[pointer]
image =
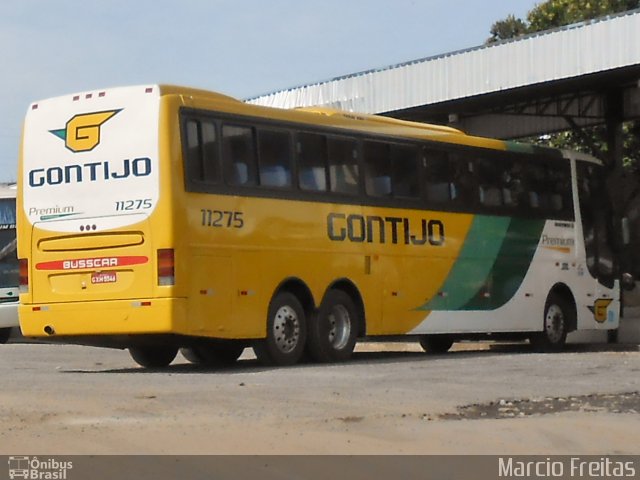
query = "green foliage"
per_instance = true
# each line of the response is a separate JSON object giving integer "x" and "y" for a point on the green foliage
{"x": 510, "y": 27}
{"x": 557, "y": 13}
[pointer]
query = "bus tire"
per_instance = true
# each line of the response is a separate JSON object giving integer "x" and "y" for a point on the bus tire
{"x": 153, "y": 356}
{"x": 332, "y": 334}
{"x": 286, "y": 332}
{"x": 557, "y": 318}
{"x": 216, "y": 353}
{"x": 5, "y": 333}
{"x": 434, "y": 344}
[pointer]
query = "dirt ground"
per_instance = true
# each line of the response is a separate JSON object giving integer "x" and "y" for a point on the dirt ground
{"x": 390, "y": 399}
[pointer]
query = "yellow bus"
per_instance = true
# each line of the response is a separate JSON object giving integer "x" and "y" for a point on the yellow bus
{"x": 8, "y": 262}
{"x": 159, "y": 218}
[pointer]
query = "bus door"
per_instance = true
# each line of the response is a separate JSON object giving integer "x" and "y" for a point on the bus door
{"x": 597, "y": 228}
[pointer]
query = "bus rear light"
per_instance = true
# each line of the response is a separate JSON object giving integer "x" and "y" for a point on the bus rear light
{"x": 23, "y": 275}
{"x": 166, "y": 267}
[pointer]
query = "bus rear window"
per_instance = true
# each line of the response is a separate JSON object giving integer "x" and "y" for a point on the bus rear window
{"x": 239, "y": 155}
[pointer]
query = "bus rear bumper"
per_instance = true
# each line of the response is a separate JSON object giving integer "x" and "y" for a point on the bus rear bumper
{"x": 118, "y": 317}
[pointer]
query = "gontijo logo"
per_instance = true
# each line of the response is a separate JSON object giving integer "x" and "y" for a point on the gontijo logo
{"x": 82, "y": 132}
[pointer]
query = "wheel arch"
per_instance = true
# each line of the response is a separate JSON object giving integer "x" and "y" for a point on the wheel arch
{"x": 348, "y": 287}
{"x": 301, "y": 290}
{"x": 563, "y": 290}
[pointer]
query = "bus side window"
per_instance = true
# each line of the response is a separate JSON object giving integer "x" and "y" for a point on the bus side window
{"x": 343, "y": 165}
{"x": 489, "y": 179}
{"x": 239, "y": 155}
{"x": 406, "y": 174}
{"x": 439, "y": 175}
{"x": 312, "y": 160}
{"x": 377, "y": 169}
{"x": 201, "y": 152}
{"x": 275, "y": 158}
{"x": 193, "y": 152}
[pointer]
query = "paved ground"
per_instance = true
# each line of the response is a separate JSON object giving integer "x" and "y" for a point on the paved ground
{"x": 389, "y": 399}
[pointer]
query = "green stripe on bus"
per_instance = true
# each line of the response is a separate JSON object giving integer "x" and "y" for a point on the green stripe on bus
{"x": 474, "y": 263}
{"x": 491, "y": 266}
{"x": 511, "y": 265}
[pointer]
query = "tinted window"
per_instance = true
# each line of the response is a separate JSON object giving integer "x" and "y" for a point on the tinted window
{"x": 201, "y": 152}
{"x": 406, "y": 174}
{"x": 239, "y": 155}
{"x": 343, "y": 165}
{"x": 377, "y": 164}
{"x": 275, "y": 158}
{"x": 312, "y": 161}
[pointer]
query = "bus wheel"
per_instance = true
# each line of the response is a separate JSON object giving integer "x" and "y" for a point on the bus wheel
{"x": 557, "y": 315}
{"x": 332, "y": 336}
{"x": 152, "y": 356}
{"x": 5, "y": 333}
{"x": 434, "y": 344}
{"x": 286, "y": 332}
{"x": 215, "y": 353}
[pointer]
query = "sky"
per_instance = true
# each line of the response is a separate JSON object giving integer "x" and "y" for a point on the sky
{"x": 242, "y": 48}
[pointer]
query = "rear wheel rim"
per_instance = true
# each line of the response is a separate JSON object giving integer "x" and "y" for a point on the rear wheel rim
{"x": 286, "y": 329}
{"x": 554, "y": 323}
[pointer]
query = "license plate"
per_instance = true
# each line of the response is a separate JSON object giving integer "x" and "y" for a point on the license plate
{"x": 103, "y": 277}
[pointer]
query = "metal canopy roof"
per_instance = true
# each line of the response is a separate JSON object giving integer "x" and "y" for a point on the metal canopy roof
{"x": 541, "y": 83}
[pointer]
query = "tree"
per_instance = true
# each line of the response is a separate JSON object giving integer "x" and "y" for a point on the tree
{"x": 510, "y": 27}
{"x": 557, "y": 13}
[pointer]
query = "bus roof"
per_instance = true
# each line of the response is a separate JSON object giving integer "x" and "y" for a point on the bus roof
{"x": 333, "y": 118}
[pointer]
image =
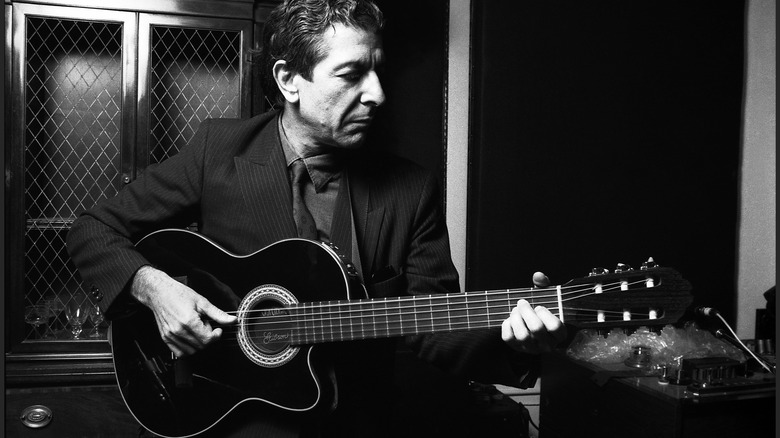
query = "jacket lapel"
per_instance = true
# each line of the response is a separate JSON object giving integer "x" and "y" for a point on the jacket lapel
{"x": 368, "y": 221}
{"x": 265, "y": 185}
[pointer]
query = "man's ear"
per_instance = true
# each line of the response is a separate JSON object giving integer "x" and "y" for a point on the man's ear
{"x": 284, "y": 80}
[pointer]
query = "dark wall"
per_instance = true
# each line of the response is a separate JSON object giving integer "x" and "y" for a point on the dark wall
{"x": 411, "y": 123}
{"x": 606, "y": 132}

● ● ● ●

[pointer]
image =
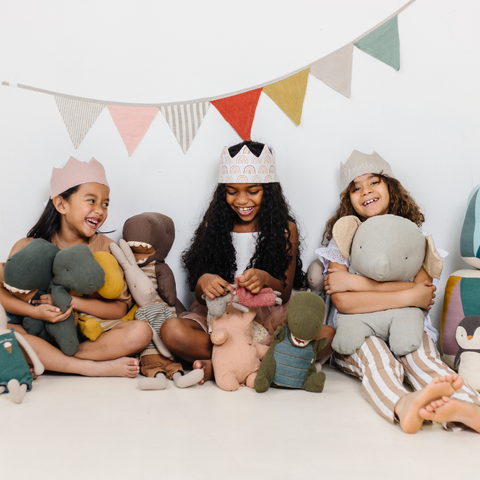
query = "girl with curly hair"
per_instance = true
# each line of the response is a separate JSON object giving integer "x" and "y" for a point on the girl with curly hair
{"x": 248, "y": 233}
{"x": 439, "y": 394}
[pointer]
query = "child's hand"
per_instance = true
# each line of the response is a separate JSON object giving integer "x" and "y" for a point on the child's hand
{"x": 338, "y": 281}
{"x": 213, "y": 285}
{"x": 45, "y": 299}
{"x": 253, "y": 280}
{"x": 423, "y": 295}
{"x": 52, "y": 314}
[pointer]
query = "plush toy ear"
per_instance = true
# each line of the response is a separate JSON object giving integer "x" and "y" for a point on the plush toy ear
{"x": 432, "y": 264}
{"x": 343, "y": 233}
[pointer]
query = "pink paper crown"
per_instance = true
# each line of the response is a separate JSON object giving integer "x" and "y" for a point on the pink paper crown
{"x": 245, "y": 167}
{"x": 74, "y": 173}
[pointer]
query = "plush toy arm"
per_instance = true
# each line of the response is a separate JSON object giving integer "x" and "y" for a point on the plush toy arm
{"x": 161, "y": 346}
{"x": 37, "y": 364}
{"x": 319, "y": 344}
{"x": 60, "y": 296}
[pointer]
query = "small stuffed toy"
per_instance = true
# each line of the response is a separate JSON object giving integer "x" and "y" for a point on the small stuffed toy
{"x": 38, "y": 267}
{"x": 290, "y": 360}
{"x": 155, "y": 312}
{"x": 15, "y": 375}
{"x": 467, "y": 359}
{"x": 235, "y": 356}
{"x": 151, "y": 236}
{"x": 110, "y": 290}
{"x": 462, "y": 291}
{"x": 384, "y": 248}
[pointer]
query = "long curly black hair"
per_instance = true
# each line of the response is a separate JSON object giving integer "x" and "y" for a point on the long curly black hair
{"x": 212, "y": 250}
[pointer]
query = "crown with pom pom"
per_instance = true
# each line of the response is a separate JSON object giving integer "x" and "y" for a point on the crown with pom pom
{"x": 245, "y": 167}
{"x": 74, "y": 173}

● ● ● ●

Short problem -
Locate each line in the entries above that contains the string "logo" and copy those lines.

Full response -
query = "gontijo logo"
# each line of the response is a separate JSON object giving integer "x" and "y" for a point on the gontijo logo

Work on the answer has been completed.